Requirement: Here are some records. Print all of them exactly.

Supplied data:
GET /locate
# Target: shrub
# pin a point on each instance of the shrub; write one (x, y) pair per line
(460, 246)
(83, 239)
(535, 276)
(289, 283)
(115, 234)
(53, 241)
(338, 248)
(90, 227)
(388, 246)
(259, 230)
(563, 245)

Written reply:
GET /locate
# Target: shrub
# pin a point on each instance of the shrub; write one (x, y) pair per line
(460, 246)
(83, 239)
(535, 276)
(289, 283)
(115, 234)
(53, 241)
(338, 248)
(90, 227)
(388, 246)
(259, 230)
(563, 245)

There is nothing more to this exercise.